> [WHAT TO DO] Update the lines starting at the one containing "target: blurred tree" and ending at the one containing "[[[24,0],[0,19],[0,131],[4,140],[53,152],[57,42],[72,0]]]" by putting "hazy" wherever "blurred" appears, changing nothing else. Return only those lines.

####

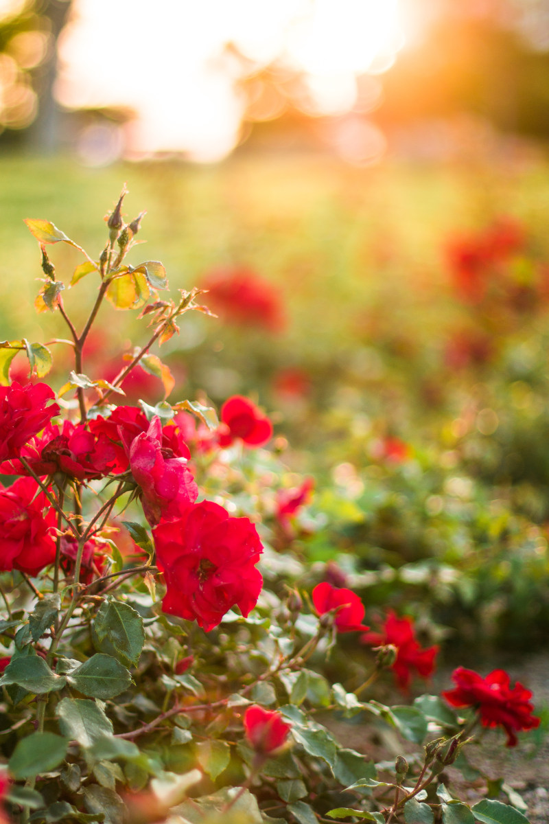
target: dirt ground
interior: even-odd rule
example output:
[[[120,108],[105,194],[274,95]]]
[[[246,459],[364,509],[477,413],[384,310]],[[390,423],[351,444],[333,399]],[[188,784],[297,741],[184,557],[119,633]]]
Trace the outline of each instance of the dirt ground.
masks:
[[[533,693],[533,703],[539,712],[549,710],[549,653],[523,658],[520,660],[491,661],[486,667],[477,667],[486,675],[496,667],[505,669],[511,677],[511,683],[519,681]],[[431,685],[433,694],[451,686],[451,670],[439,672]],[[370,696],[389,703],[385,695]],[[393,696],[394,697],[394,696]],[[404,703],[402,695],[393,703]],[[325,723],[328,719],[322,719]],[[547,722],[546,722],[547,724]],[[417,751],[414,745],[402,742],[389,728],[379,727],[377,733],[365,738],[365,729],[360,724],[345,721],[330,723],[330,728],[347,747],[367,754],[375,761],[391,761],[396,755]],[[370,728],[369,727],[369,728]],[[549,732],[542,728],[533,740],[519,741],[516,747],[505,746],[505,736],[500,730],[486,730],[478,744],[472,744],[466,750],[468,761],[492,780],[503,778],[505,784],[520,794],[527,805],[523,811],[530,824],[549,824]],[[461,774],[452,767],[447,768],[445,782],[456,797],[474,804],[486,798],[486,782],[483,778],[466,784]],[[509,803],[505,794],[499,797]]]

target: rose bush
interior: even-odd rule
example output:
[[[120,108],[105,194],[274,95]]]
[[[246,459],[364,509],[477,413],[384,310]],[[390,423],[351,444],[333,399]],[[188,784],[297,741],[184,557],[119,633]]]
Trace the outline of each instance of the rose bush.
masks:
[[[412,672],[430,676],[438,645],[422,648],[412,619],[393,611],[381,632],[369,631],[364,622],[379,610],[363,596],[381,583],[384,597],[395,597],[397,583],[389,592],[386,568],[352,565],[360,553],[347,522],[347,551],[334,561],[326,524],[337,494],[319,495],[323,518],[309,512],[310,479],[288,477],[276,449],[262,448],[270,419],[244,396],[223,404],[221,424],[203,396],[114,403],[140,363],[161,376],[167,397],[171,372],[150,350],[188,312],[207,314],[196,289],[161,299],[160,262],[125,263],[142,217],[124,221],[125,194],[97,258],[54,224],[26,222],[41,247],[36,306],[66,324],[74,371],[58,405],[47,405],[54,394],[44,383],[2,390],[2,469],[23,475],[0,490],[7,814],[21,824],[431,824],[435,815],[523,824],[515,806],[459,800],[444,770],[468,775],[463,750],[478,724],[503,727],[509,743],[535,728],[530,692],[511,690],[501,671],[484,680],[458,667],[442,697],[395,699],[384,670],[407,687]],[[84,255],[71,299],[83,278],[97,279],[80,332],[47,254],[56,243]],[[84,372],[105,298],[151,321],[148,340],[109,380]],[[6,342],[5,363],[13,350],[30,353],[34,378],[49,373],[43,344]],[[225,448],[235,442],[253,448]],[[396,484],[398,471],[413,470],[412,450],[386,449],[376,469]],[[337,471],[337,487],[360,490],[351,465]],[[345,512],[361,522],[352,506]],[[297,528],[302,516],[308,531]],[[322,559],[311,564],[315,541]],[[123,554],[128,543],[138,552]],[[347,746],[351,723],[342,732],[353,717],[360,750]],[[406,740],[406,757],[373,760],[384,727]]]

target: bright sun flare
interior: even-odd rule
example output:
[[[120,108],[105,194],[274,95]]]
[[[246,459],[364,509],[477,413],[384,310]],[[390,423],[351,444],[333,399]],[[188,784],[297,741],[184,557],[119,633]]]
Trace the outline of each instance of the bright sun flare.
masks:
[[[227,43],[258,68],[282,58],[304,71],[316,110],[337,114],[355,102],[356,75],[393,62],[398,0],[77,0],[58,96],[68,106],[133,108],[136,154],[216,160],[238,140],[243,110]]]

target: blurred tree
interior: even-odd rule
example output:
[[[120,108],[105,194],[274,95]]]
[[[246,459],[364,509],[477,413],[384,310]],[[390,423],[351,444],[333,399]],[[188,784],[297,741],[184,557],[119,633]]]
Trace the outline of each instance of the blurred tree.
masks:
[[[24,0],[0,19],[0,131],[4,140],[53,152],[57,42],[72,0]]]

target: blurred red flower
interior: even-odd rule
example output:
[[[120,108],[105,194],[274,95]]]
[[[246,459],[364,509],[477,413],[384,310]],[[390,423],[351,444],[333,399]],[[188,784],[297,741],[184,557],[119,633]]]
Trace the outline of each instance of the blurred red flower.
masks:
[[[214,269],[202,280],[206,302],[223,321],[280,332],[285,325],[280,291],[244,266]]]
[[[30,439],[21,450],[36,475],[63,472],[77,480],[101,478],[116,465],[116,452],[105,435],[95,437],[81,424],[64,420],[63,428],[49,424],[41,435]],[[20,461],[4,461],[0,471],[27,475]]]
[[[249,447],[263,447],[272,437],[272,424],[248,398],[235,395],[221,406],[221,424],[217,430],[221,447],[229,447],[240,438]]]
[[[253,704],[244,714],[246,737],[256,752],[268,756],[286,742],[291,726],[276,710]]]
[[[47,383],[16,382],[0,386],[0,461],[17,457],[22,447],[36,435],[52,418],[59,414],[55,397]]]
[[[187,459],[174,455],[163,445],[158,416],[152,419],[147,432],[132,441],[129,463],[133,479],[141,487],[141,502],[149,523],[179,517],[196,501],[198,487],[186,466]]]
[[[277,490],[277,517],[283,525],[309,501],[314,486],[313,479],[305,478],[300,486]]]
[[[246,616],[263,578],[255,564],[263,546],[247,517],[231,517],[211,501],[195,503],[153,529],[156,562],[164,573],[165,612],[197,620],[207,632],[236,606]]]
[[[37,575],[55,560],[55,511],[32,478],[0,486],[0,569]]]
[[[367,632],[361,640],[374,647],[385,647],[393,644],[397,648],[397,658],[391,669],[394,672],[398,686],[407,690],[412,679],[412,671],[415,670],[422,678],[428,678],[435,672],[435,658],[438,646],[421,649],[414,634],[414,622],[412,618],[398,618],[389,611],[383,627],[383,632]]]
[[[364,618],[364,605],[358,595],[351,589],[338,589],[323,581],[317,584],[312,594],[314,609],[319,616],[337,611],[333,622],[337,632],[356,632],[370,629],[361,624]]]
[[[505,670],[493,670],[482,678],[473,670],[458,667],[452,673],[457,684],[442,695],[454,707],[474,707],[483,727],[503,727],[507,733],[507,747],[515,747],[515,733],[539,726],[540,719],[532,715],[532,693],[519,681],[510,689],[510,679]]]

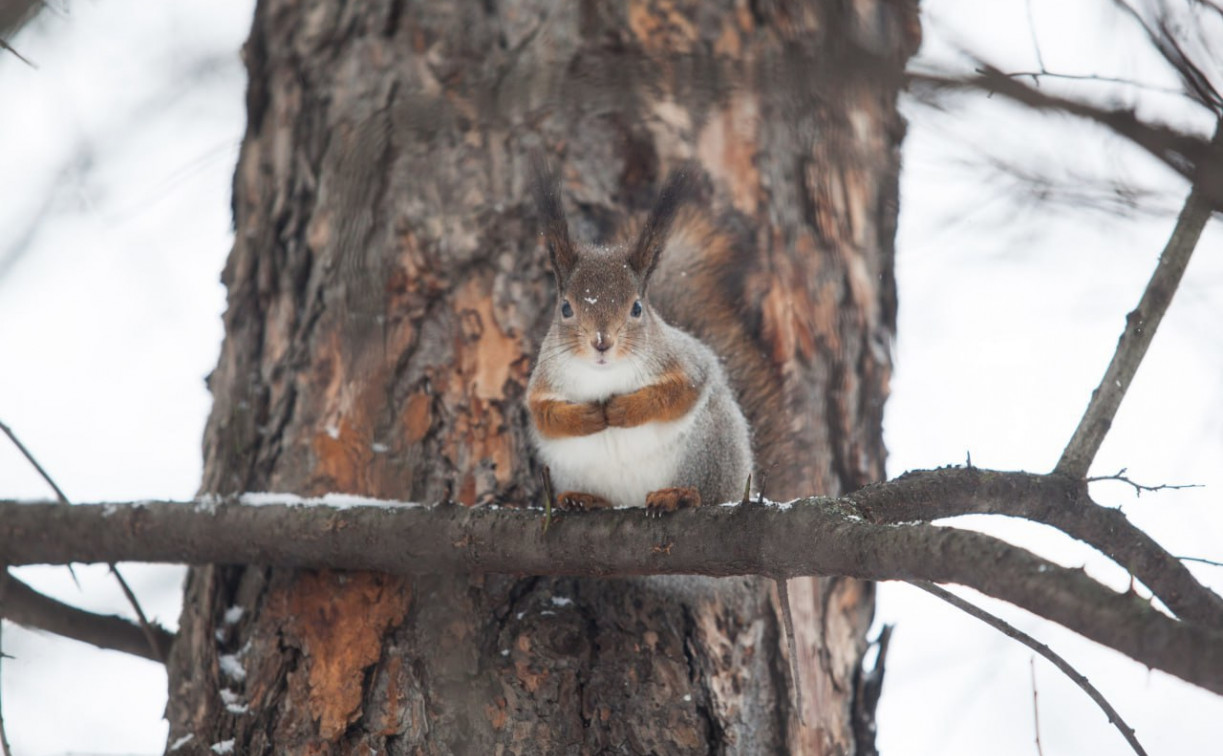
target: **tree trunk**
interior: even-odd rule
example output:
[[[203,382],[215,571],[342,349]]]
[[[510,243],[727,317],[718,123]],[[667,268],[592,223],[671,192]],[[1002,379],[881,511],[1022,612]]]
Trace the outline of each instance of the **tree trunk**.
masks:
[[[534,148],[591,240],[695,160],[752,240],[739,295],[779,387],[750,412],[764,493],[882,477],[915,13],[260,1],[202,492],[539,502],[522,395],[554,289]],[[168,750],[870,752],[871,586],[790,586],[806,727],[767,579],[193,568]]]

####

> [RESULT OF THIS TASK]
target: hazy tree
interior: even-odd rule
example output:
[[[120,108],[105,194],[274,95]]]
[[[246,459],[364,509],[477,413],[384,310]],[[390,423],[351,444],[333,399]],[[188,784],[297,741],[184,557],[119,633]]]
Trace the outline of each instance of the hazy tree.
masks:
[[[24,0],[0,19],[0,131],[4,140],[53,152],[57,42],[72,0]]]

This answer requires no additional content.